**DATA FOR THIS TASK**
————————
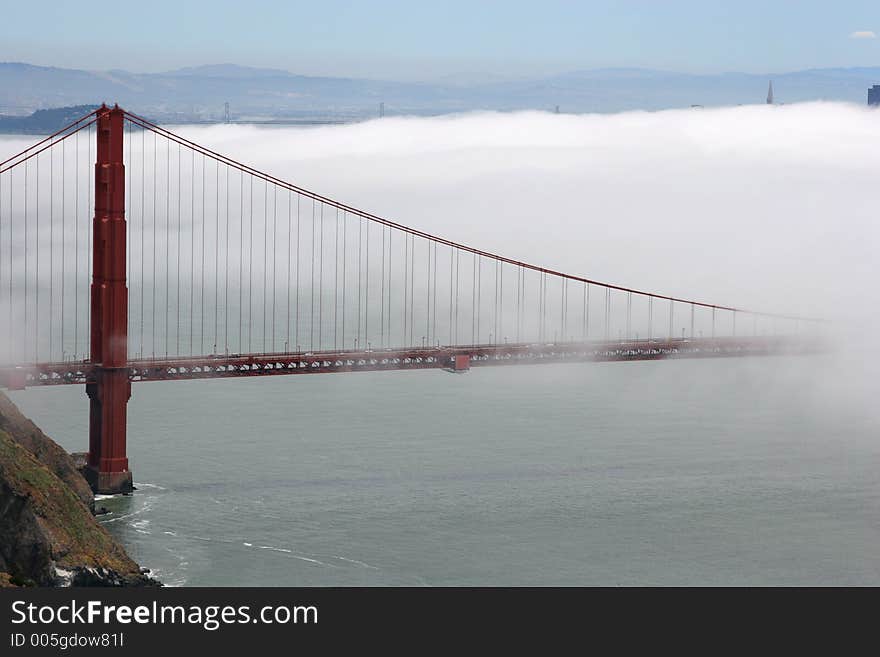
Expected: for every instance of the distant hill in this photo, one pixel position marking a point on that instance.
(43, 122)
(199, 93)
————————
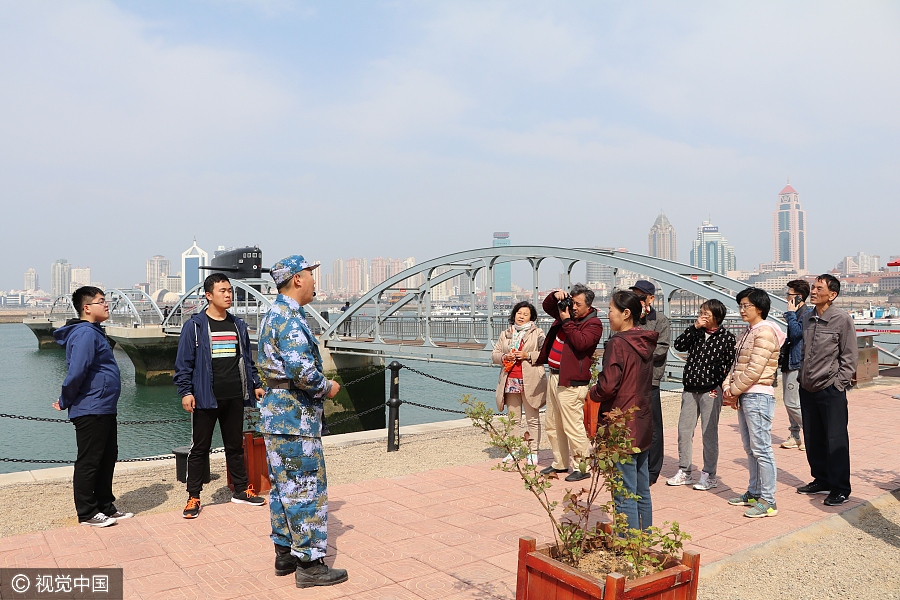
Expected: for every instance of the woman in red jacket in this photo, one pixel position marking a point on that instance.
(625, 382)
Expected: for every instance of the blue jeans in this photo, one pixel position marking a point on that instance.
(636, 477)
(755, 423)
————————
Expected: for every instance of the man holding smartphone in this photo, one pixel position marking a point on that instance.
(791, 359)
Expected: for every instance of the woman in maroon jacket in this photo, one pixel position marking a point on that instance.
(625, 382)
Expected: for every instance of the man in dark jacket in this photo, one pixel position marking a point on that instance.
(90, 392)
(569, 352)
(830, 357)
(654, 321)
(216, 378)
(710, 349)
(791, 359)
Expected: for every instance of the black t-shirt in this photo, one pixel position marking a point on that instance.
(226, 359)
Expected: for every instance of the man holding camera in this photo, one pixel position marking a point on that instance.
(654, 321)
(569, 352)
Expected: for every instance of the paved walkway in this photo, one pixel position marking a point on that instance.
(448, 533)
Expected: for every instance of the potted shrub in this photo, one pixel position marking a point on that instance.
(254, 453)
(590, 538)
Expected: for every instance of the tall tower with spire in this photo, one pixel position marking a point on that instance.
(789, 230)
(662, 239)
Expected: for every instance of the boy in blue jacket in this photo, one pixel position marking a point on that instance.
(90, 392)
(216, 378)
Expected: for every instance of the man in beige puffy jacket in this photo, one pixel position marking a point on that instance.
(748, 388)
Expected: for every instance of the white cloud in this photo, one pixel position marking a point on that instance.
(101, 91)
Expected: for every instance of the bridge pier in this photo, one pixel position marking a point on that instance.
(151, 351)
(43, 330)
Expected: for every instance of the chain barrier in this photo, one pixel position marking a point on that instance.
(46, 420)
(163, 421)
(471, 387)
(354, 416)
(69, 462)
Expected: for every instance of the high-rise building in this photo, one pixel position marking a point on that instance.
————————
**DIRECTION**
Take the lines from the one containing "Expected: for every instance of the chain" through the one containing "Expected: for every instance of the high-rise", and switch "chain barrier" to "rope barrier". Leave everything else in those lines unchanged.

**EXERCISE RESULT**
Expected: for every instance of the rope barrier in this photo, one pixel position marking a point on that instance.
(46, 420)
(163, 421)
(471, 387)
(354, 416)
(69, 462)
Expected: for every instance of the high-rise building in this photo, one pixel position marking a point on that instance.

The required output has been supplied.